• _Ziele_:
A - Stimmen die Aussagen (i) bis (iii) mit dem Forenthread über MMOs überein? Antworte jeweils mit Ja oder Nein und zitiere die entscheidenden Worte wörtlich.
(i) Im ersten Beitrag wird Rappelz als Beispiel für ein Spiel genannt, in dem man nicht nach einem Jahr mit dem Leveln durch ist.
(ii) Laut dem ersten Beitrag erreicht man in heutigen MMOs das Maximallevel erst nach etwa einem Jahr.
(iii) Der erste Beitrag stammt vom 5. Oktober 2014.
B - Welche Zahlen sind im Forenthread über MMOs in Ziffern geschrieben? Nenne jede nur einmal.
C - Liefere die Fortsetzung des Forenthreads über MMOs ab seiner letzten Zeile.

======== Ausgewählter Abschnitt ========

# MMOs



## Mr.Mig (5. Oktober 2014)

nervt es euch nicht auch das heut zu Tage nur noch kurz Zeitige MMOs zur verfügung stehen , sprich 6 Monate max Lv und danach nur noch unter einander auf die Fresse hauen um sich was zu beweisen wer mehr Geld ins Spiel gesteckt hat (wer hat den größeren).

 

Gibt es noch solche Spiele wie Rappelz,Perfekt World usw. wo man(n) (Frau) auch nach 1000 Euro Einsatz nicht mit dem LvLn nach einem Jahr durch ist ?

 

Finds immer schade da hat man mal einige Leute kennen gelernt mit den man sich versteht da hört der großteil schon wieder auf weils nur noch drum geht wer haut den anderen besser kaum noch ein zusammen Spiel 

 

Teilt mir eure Meihnung mit ,bin ich wirklich der einzige der das nicht versteht ?

 

MFG

Mig


----------



## Schrottinator (5. Oktober 2014)

======== Aufgeführte Einträge ========

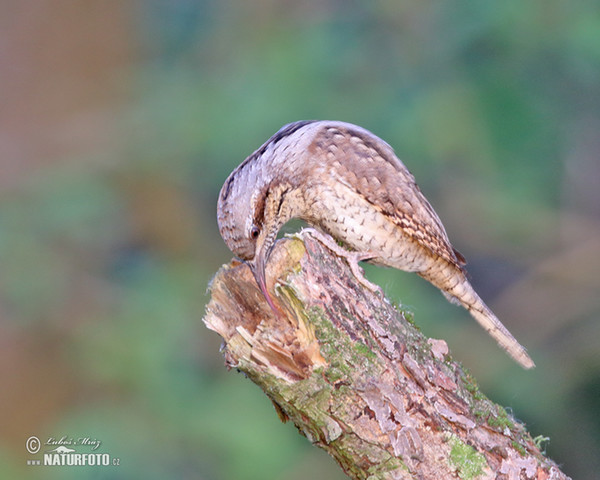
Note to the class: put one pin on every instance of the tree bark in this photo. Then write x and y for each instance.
(358, 379)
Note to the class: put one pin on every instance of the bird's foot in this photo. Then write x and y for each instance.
(351, 257)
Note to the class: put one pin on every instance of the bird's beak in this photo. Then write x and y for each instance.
(258, 269)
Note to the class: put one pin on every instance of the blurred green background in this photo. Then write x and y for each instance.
(119, 122)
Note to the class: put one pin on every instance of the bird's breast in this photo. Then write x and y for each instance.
(349, 217)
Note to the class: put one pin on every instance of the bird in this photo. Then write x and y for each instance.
(349, 184)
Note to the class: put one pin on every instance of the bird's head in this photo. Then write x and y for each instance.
(251, 210)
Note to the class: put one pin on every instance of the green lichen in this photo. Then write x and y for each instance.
(468, 462)
(501, 420)
(472, 387)
(539, 440)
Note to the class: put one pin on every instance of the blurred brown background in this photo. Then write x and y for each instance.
(119, 122)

========

• _Antwortliste_:
A -
(i) Ja: „Gibt es noch solche Spiele wie Rappelz,Perfekt World usw.“
(ii) Nein: „sprich 6 Monate max Lv“
(iii) Ja: „Mr.Mig (5. Oktober 2014)“

B - 5, 2014, 6, 1000

C -
Ich schmeiß jetzt einfach mal als Gegenargumente Warframe, Path of Exile und Dragons Prophet rein. Falls sich die beiden disqaulifizieren, dann verstehe ich ganz ehrlich nicht, was gemeint ist.


----------



## Sozialinkompatibel (5. Oktober 2014)

Path of Exile mit seinen zwölfzigtrilliarden Skills.


----------



## Mr.Mig (5. Oktober 2014)

klar kann man länger spielen aber fast alle auch Path of Exile und auch Dragon Prophet hat man das max Lv von einem 1/2 Jahr erreicht ( kommt drauf an ob Cashspieler dann sogar früher), aber bei Rappelz ist 150 max und hat man nicht mal eben erreicht genauso wie bei Perfekt World und alles was neu raus kommt hat zum größtenteil ein max Lv von 50-60 ( ganz wenige auch Lv 80 ) und dann kommt nichts mehr weiter ausser PvP und Farmen nach einer besseren Rüssi .

 

So hoffe es ist nun verständlicher


----------



## Schrottinator (5. Oktober 2014)

Wakfu hat ein Maxlevel von 140 und dank den Paragornlevel kann man in Diablo 3 mit einem Charakter theoretisch endlos leveln.


----------



## Mr.Mig (5. Oktober 2014)

ach ich nehme dir deine beiden Beispiele aus einander und nun kommst du mit einem Spiel was normal Lv 70 hat 

aber was solls .


----------



## Schrottinator (5. Oktober 2014)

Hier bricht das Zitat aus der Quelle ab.